Rewrite every line of the records below as a numbered list, one line per number, and leave out any blank lines.

☆ ☆ ☆

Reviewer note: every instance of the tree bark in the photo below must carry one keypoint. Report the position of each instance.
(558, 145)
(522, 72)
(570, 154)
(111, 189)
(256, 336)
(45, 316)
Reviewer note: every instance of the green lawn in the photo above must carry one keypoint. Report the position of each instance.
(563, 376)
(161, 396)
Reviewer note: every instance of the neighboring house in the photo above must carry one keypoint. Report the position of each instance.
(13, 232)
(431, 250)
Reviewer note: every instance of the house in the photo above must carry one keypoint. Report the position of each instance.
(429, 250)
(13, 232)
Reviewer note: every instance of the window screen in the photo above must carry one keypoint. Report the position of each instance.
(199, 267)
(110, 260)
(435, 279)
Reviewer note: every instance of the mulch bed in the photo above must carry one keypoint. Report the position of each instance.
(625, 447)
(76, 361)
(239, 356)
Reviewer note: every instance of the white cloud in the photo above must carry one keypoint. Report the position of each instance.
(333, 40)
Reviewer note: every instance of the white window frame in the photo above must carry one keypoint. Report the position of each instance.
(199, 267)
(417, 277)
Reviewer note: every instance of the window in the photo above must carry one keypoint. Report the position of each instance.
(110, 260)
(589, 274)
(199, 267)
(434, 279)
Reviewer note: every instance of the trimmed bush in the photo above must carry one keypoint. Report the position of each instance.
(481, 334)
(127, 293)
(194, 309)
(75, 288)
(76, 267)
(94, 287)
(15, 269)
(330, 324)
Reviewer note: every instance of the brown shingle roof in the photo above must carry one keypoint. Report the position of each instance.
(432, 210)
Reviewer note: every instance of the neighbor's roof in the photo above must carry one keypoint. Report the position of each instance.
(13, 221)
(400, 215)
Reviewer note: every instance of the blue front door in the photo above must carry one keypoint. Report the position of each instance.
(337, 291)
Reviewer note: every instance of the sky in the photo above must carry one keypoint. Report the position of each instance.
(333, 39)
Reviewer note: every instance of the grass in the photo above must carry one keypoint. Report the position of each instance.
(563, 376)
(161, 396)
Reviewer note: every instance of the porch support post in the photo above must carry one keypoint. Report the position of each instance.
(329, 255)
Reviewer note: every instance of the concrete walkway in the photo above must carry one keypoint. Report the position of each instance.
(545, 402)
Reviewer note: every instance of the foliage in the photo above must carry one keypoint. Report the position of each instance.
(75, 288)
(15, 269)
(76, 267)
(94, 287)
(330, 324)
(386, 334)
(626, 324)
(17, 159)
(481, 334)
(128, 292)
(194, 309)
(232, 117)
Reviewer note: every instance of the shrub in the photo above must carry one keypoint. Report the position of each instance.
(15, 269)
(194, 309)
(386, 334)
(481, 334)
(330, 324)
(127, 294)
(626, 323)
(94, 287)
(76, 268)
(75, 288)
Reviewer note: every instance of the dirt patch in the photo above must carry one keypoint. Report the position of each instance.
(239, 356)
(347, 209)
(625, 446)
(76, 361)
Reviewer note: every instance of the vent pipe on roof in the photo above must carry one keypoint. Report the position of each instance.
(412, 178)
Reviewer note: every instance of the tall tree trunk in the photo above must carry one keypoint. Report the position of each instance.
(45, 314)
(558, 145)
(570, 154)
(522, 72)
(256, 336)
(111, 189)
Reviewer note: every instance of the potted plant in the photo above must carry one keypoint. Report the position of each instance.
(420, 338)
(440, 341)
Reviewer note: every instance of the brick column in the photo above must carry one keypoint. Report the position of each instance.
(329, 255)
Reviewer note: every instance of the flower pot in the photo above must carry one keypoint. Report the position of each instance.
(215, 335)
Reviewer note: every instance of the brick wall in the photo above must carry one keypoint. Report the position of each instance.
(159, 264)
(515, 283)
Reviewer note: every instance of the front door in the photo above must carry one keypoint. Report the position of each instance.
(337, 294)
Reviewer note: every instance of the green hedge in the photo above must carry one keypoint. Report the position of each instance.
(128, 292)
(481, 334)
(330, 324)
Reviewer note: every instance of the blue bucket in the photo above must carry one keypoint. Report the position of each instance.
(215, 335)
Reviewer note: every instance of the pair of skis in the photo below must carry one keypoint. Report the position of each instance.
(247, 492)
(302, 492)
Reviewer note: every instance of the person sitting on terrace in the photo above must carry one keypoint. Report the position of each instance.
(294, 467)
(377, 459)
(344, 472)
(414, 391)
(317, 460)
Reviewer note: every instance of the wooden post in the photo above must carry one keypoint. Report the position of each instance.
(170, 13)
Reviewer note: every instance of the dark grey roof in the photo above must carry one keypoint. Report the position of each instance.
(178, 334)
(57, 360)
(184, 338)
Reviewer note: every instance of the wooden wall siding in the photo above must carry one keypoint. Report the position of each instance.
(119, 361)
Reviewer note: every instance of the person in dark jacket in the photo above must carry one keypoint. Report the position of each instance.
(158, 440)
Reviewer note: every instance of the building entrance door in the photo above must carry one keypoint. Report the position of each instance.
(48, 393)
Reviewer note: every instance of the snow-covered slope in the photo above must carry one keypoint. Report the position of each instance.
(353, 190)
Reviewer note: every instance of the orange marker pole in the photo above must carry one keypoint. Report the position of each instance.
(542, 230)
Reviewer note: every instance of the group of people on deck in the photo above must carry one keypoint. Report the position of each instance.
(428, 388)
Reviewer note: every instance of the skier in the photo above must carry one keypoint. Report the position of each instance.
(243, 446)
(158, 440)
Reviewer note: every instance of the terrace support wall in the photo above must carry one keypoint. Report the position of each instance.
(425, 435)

☆ ☆ ☆

TASK SOLUTION:
1. Reviewer note: every instance of the tree bark in the photo below must carry one keypoint. Report the position of each instance.
2. (558, 145)
3. (522, 72)
4. (570, 154)
5. (111, 189)
6. (256, 336)
7. (45, 316)
8. Reviewer note: every instance of the green lawn in the photo above must carry one keypoint. Report the position of each instance.
9. (563, 376)
10. (161, 396)
11. Reviewer note: every instance of the neighboring house in the photo above must carry one keypoint. Report the position of each instance.
12. (13, 232)
13. (431, 250)
14. Reviewer note: every instance of the house in the photo above must carry one keypoint. Report the position of each instance.
15. (429, 250)
16. (13, 232)
17. Reviewer note: every instance of the window screen in the photo above must carry one keypoint. Report the position of each instance.
18. (199, 267)
19. (110, 260)
20. (435, 279)
21. Reviewer note: every instance of the mulch bed in the photo above must carry one keypoint. Report the position of each instance.
22. (625, 447)
23. (76, 361)
24. (239, 356)
25. Reviewer note: every instance of the white cloud in the photo above must carry one keypoint. Report the position of each instance.
26. (333, 40)
27. Reviewer note: every instance of the white window frame in the photo above must carry one keypoint. Report the position of each instance.
28. (199, 267)
29. (417, 277)
30. Reviewer note: every instance of the window in the photo above must carry one keypoint. Report the position of each instance.
31. (110, 260)
32. (589, 274)
33. (199, 267)
34. (434, 279)
35. Reviewer note: every instance of the trimmed bush in the photo above must carry one keypoint. Report the position of each instance.
36. (481, 334)
37. (127, 293)
38. (194, 309)
39. (75, 288)
40. (76, 267)
41. (94, 287)
42. (15, 269)
43. (330, 324)
44. Reviewer note: every instance of the brown shingle roof in the photo above must carry one keypoint. Report the position of each instance.
45. (432, 210)
46. Reviewer note: every instance of the neighbor's roof in the photo above must carry one keypoint. Report the position of each instance.
47. (13, 221)
48. (400, 215)
49. Reviewer note: every instance of the blue front door in the photo above must carry one keypoint. Report the position of each instance.
50. (337, 291)
51. Reviewer note: every instance of the sky in the photo above must carry one keypoint. Report the position of each instance.
52. (333, 39)
53. Reviewer note: every instance of the grass in the photo above must carry one keypoint. Report the position of each instance.
54. (563, 376)
55. (161, 396)
56. Reviewer note: every instance of the porch support post in the photo above must carry one keypoint. Report the position of each instance.
57. (329, 255)
58. Reviewer note: every instance of the concrete walkway in the photo above must carry one keypoint. Report the position of each instance.
59. (545, 402)
60. Reviewer note: every instance of the foliage in the photo above must carry one keypoint. Report the position of each instance.
61. (75, 288)
62. (15, 269)
63. (76, 267)
64. (94, 287)
65. (330, 324)
66. (386, 334)
67. (626, 324)
68. (17, 159)
69. (481, 334)
70. (128, 292)
71. (194, 309)
72. (232, 117)
73. Reviewer note: every instance of the shrub in the photo above must carry one keypoint. Report the position of each instance.
74. (15, 269)
75. (194, 309)
76. (386, 334)
77. (481, 334)
78. (330, 324)
79. (127, 294)
80. (626, 323)
81. (94, 287)
82. (76, 268)
83. (75, 288)
84. Reviewer note: every instance of the dirt patch in the photo above must carry one keypoint. Report the position of each instance.
85. (239, 356)
86. (347, 209)
87. (625, 446)
88. (76, 361)
89. Reviewer note: every instance of the vent pipe on roof in the photo above must carry one keypoint. Report the position of each instance.
90. (412, 178)
91. Reviewer note: every instance of the tall tree trunk in the photo above must carry one keypoint. Report the position of each instance.
92. (45, 314)
93. (558, 145)
94. (570, 154)
95. (522, 72)
96. (256, 336)
97. (111, 189)
98. Reviewer note: every instance of the potted plant in the photo above must carry one keypoint. Report the position of each instance.
99. (420, 338)
100. (440, 341)
101. Reviewer note: every instance of the brick column in the photo above must carry one keypoint. Report the position of each instance.
102. (329, 255)
103. Reviewer note: every instance of the flower pot in the photo above must carry one keypoint. Report the position of each instance.
104. (215, 335)
105. Reviewer note: every instance of the brick wall in the photo above must carry one keypoint. Report the position of each instance.
106. (159, 264)
107. (515, 283)
108. Reviewer note: every instance of the front door in the photo above must carry one keypoint. Report the position of each instance.
109. (337, 294)
110. Reviewer note: every instance of the green hedge in the photo above must carry one keypoint. Report the position of each instance.
111. (128, 292)
112. (481, 334)
113. (330, 324)
114. Reviewer note: every instance of the blue bucket in the photo above must carry one keypoint. Report the position of each instance.
115. (215, 335)
116. Reviewer note: every instance of the pair of skis in the photo below must carry one keypoint. Report the position of each instance.
117. (247, 492)
118. (302, 492)
119. Reviewer note: every instance of the person sitting on terrace in the photo above must carry one keypoint. Report the position of each instance.
120. (294, 467)
121. (377, 459)
122. (344, 472)
123. (414, 391)
124. (317, 460)
125. Reviewer note: every instance of the wooden post in the photo above must carry one keypoint. Report the position of each instance.
126. (170, 13)
127. Reviewer note: every instance of the dark grey roof in the photo above must carry one keypoint. Report the position of each instance.
128. (178, 334)
129. (57, 360)
130. (184, 338)
131. Reviewer note: every instance of the wooden wall siding in the photo above must carry one keypoint. Report the position of each instance.
132. (119, 361)
133. Reviewer note: every instance of the person in dark jacket in the photo above must carry one keypoint. Report the position of each instance.
134. (158, 440)
135. Reviewer note: every instance of the building entrance door in the photo above must carry one keypoint. Report the position of each instance.
136. (48, 393)
137. Reviewer note: every instance of the snow-covered slope in the photo above must carry one keypoint. Report the position of each instance.
138. (353, 190)
139. Reviewer note: every instance of the orange marker pole in the photo above must carry one keypoint. Report the position of each instance.
140. (542, 230)
141. Reviewer note: every instance of the group of people on deck in the photo above must carry one keypoint. Report the position of each instance.
142. (428, 388)
143. Reviewer note: every instance of the skier in the photo above must carry one keypoint. Report the position of each instance.
144. (243, 446)
145. (158, 440)
146. Reviewer note: every instance of the terrace support wall in the photo above must carry one keypoint. Report the position of each instance.
147. (425, 435)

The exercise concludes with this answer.